EXTRACTED RECORDS.
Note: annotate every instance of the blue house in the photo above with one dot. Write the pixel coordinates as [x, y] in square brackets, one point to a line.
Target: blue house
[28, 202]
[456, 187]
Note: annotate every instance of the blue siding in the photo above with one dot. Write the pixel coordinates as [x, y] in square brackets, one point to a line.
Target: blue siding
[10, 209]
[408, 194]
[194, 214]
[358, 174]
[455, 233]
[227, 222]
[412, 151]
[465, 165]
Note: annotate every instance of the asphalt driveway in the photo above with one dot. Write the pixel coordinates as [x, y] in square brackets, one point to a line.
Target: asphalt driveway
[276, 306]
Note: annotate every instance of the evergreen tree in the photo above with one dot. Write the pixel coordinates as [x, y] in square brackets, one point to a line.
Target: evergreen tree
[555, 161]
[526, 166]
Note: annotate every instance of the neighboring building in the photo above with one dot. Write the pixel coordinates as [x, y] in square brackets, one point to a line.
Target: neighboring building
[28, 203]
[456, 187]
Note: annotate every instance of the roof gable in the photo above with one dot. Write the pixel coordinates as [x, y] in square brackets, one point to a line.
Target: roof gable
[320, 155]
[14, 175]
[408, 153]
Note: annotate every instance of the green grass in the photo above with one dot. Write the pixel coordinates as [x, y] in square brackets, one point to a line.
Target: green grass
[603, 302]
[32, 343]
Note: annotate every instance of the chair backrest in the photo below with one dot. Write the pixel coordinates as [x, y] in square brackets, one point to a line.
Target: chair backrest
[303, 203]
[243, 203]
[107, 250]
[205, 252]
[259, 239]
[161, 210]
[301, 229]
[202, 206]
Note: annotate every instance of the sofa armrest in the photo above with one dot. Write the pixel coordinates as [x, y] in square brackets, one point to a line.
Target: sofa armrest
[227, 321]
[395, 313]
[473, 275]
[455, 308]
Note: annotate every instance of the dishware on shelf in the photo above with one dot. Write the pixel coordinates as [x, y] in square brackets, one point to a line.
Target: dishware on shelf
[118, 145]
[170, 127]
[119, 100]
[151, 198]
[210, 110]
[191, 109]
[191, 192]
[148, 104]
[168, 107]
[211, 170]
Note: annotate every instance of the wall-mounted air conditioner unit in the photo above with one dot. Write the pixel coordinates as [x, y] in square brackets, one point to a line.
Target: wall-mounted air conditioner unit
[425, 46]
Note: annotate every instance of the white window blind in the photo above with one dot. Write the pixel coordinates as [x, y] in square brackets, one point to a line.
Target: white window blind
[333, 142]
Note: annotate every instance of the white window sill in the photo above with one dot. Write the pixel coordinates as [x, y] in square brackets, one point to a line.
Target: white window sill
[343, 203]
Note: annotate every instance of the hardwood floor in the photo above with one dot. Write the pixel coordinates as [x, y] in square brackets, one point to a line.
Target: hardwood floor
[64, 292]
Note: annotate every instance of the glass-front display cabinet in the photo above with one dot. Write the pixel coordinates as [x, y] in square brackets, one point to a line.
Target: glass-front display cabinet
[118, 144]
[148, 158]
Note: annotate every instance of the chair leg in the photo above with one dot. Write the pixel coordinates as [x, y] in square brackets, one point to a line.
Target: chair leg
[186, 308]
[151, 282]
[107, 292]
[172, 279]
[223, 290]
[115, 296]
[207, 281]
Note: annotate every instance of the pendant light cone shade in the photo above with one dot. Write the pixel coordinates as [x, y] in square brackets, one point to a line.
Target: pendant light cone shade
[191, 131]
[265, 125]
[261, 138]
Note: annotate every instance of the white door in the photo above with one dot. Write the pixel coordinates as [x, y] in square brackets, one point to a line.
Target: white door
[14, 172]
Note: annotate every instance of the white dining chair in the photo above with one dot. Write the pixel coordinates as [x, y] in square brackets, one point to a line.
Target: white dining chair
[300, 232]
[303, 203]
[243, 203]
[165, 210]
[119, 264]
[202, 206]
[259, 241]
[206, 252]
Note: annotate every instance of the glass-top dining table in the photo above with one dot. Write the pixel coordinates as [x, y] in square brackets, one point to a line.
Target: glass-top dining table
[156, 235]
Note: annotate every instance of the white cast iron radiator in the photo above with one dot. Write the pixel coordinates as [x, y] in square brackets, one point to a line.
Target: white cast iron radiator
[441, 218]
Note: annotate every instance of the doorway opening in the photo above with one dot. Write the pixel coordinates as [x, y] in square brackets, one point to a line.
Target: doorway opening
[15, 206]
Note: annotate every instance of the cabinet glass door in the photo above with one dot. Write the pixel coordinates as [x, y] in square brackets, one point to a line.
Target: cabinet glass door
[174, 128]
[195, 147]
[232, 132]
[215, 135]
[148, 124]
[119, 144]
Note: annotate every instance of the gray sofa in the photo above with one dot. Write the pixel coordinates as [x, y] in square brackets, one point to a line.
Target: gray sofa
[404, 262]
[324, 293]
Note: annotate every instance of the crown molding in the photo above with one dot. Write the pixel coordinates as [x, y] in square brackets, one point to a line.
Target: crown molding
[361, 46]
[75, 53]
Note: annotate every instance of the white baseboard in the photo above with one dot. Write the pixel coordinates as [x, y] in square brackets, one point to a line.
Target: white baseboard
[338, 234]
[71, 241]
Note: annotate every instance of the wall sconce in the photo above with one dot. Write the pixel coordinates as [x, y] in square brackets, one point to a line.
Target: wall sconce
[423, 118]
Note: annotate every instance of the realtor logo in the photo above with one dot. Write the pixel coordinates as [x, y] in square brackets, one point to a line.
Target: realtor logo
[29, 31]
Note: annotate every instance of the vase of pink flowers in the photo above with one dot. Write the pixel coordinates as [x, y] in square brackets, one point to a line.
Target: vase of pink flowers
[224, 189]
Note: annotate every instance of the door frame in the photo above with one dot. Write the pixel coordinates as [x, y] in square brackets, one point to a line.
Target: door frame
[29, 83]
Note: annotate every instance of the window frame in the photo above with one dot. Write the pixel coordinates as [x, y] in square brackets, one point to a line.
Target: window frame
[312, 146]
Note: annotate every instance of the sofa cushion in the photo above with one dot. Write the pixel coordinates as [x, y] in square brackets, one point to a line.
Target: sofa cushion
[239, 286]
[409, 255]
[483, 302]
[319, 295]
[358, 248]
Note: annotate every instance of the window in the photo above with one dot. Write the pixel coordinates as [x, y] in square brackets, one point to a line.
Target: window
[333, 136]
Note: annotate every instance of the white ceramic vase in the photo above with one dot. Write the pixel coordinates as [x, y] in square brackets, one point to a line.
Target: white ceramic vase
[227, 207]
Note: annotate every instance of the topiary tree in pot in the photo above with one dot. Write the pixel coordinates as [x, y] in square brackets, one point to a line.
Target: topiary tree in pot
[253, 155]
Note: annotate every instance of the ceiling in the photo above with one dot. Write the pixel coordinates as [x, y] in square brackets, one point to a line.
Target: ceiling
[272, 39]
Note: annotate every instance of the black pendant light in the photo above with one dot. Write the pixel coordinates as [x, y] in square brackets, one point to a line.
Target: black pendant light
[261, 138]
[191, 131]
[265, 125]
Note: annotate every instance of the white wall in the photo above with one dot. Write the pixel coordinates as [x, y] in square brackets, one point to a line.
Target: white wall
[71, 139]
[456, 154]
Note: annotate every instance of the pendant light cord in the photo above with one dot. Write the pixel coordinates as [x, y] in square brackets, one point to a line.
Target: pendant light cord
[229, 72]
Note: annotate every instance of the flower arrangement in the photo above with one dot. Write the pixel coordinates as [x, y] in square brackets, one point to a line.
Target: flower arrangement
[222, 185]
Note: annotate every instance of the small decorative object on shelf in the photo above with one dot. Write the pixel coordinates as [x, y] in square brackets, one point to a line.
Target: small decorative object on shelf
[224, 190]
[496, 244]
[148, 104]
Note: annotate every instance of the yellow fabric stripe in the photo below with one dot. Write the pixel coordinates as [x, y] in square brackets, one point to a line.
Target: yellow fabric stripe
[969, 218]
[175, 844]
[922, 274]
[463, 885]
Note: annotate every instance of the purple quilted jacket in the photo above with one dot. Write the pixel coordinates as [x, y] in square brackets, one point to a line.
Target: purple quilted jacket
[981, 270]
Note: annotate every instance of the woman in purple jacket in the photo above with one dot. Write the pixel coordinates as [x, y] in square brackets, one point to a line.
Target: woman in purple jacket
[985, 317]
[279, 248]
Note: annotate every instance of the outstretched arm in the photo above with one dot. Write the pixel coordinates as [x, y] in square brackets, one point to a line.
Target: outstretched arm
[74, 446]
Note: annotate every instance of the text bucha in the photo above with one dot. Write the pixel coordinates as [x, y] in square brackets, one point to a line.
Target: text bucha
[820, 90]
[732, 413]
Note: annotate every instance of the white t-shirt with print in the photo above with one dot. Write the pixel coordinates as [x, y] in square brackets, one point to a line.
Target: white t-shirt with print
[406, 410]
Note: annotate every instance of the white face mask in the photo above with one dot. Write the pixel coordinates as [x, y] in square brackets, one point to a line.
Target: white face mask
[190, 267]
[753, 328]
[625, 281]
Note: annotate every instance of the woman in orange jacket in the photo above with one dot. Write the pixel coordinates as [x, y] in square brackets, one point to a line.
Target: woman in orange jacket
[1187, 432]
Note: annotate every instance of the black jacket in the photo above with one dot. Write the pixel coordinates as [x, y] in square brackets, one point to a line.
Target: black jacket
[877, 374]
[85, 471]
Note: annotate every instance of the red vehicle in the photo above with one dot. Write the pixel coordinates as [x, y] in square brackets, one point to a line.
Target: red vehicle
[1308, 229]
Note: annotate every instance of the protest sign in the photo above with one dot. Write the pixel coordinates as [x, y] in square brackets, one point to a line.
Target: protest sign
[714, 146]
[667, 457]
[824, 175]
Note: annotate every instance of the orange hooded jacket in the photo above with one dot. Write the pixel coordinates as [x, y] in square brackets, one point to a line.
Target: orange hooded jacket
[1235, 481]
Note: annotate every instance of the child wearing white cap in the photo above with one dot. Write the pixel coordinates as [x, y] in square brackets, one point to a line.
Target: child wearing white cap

EXERCISE DESCRIPTION. Copy exactly the line containing "Note: annotate every instance of the orange" and each line after it through the end of the records above.

REPLY TO THE TASK.
Note: annotate every instance of the orange hooded jacket in the photo above with one dot. Write the pixel coordinates as [x, y] in square brackets, one point to a line.
Target: orange hooded jacket
[1235, 481]
Note: annotate every instance of the child wearing white cap in the photo above with one dot. Write the pixel coordinates as [x, y] in square brackets, one point to a line.
Target: child wearing white cap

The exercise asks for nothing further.